Bacaan —
Oleh: Teuku Zulkhairi
SEBENARNYA hingga sejauh ini sudah cukup banyak tokoh-tokoh di negeri muslim “merapat” ke Israel. Tidak sedikit elit-elit dunia Islam yang diundang atau mengunjungi negeri zionis itu. Dan yang terbaru, seperti kita ketahui adalah kunjungan dari tokoh Indonesia, Yahya Cholil Staquf yang kebetulan saat ini menjabat sebagai anggota Dewan Pertimbangan Presiden. Di Timur Tengah sendiri, sudah bukan rahasia lagi banyak elit negara-negara Arab yang menjalin hubungan terang-terangan atau dalam sunyi dengan Israel, seperti para elit di UEA, Mesir dan lain-lain.
Di Mesir, setelah As-Sisi mengkudeta Muhammad Mursi, presiden pertama Mesir yang terpilih secara demokratis, lalu setelah itu kita menyaksikan video-video kunjungan menterinya As-Sisi ke Israel. Pada titik ini, maka janganlah heran jika sampai saat ini Palestina masih terjajah. Sebab, kiri, kanan, depan dan belakang Palestina, mereka adalah kawannya Israel. Mereka lebih nyaman mendukung Israel, atau setidaknya diam atas apa yang Israel lakukan ketimbang menentang.

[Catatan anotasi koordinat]
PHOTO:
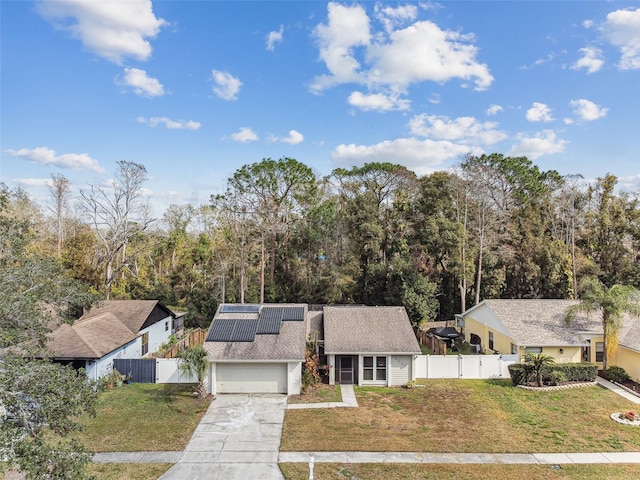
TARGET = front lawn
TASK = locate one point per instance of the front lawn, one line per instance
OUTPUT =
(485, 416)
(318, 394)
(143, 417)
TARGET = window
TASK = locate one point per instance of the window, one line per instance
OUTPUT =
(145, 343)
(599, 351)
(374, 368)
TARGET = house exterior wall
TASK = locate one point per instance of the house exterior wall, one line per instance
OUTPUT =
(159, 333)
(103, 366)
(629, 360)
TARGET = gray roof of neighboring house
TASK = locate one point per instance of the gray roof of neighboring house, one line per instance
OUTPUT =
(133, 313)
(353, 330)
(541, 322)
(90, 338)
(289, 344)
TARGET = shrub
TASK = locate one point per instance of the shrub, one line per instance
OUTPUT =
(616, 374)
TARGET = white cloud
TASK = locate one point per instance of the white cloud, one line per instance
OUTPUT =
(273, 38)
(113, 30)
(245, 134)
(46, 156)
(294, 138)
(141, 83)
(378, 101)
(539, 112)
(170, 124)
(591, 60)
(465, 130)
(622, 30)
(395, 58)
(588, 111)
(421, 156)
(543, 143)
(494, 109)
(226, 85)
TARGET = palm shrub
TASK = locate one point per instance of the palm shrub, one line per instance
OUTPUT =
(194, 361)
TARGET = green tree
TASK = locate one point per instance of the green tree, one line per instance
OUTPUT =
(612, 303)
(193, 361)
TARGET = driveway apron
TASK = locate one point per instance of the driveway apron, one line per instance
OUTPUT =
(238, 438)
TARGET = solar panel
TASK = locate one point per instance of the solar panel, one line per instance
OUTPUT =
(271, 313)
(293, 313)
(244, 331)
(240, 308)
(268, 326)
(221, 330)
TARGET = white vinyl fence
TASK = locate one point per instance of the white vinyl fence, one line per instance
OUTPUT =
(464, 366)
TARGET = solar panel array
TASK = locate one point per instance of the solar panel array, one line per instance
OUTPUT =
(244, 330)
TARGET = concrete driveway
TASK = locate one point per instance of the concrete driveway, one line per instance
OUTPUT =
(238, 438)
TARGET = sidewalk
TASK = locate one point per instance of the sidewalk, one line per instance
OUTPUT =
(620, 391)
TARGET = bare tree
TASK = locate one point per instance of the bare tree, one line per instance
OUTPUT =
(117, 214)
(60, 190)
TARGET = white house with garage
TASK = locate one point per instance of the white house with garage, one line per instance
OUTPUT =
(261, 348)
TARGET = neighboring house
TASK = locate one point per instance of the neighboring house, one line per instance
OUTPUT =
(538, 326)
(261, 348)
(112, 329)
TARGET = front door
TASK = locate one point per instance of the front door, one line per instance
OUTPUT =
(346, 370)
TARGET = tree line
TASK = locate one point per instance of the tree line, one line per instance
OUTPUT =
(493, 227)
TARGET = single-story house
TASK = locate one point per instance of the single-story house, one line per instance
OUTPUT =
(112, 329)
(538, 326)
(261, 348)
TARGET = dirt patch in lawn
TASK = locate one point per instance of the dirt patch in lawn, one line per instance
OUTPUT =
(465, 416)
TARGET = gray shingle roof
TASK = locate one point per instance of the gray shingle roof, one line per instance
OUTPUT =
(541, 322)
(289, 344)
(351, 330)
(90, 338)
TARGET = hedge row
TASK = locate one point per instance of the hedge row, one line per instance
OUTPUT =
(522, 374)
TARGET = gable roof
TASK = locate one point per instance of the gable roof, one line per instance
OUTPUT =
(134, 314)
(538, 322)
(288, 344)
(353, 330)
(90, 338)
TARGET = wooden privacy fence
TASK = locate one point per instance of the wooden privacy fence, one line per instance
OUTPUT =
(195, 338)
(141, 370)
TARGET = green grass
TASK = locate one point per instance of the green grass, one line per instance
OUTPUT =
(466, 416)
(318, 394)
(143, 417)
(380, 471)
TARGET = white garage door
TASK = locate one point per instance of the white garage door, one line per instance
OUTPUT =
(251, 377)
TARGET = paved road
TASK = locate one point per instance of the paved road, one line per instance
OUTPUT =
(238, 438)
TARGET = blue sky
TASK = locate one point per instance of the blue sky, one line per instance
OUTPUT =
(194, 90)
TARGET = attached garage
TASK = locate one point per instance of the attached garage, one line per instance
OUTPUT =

Soal 1 — Dalam bacaan tentang kedekatan negeri muslim dengan Israel, siapa yang disebut sebagai presiden pertama Mesir yang terpilih secara demokratis?
Soal 2 — Kembalikan baris-baris entri mulai dari baris yang memuat "TARGET = attached garage" sampai dengan baris terakhir entri, tanpa mengubah apa pun.

Jawaban 1 — Muhammad Mursi.

Jawaban 2 —
TARGET = attached garage
TASK = locate one point per instance of the attached garage, one line per instance
OUTPUT =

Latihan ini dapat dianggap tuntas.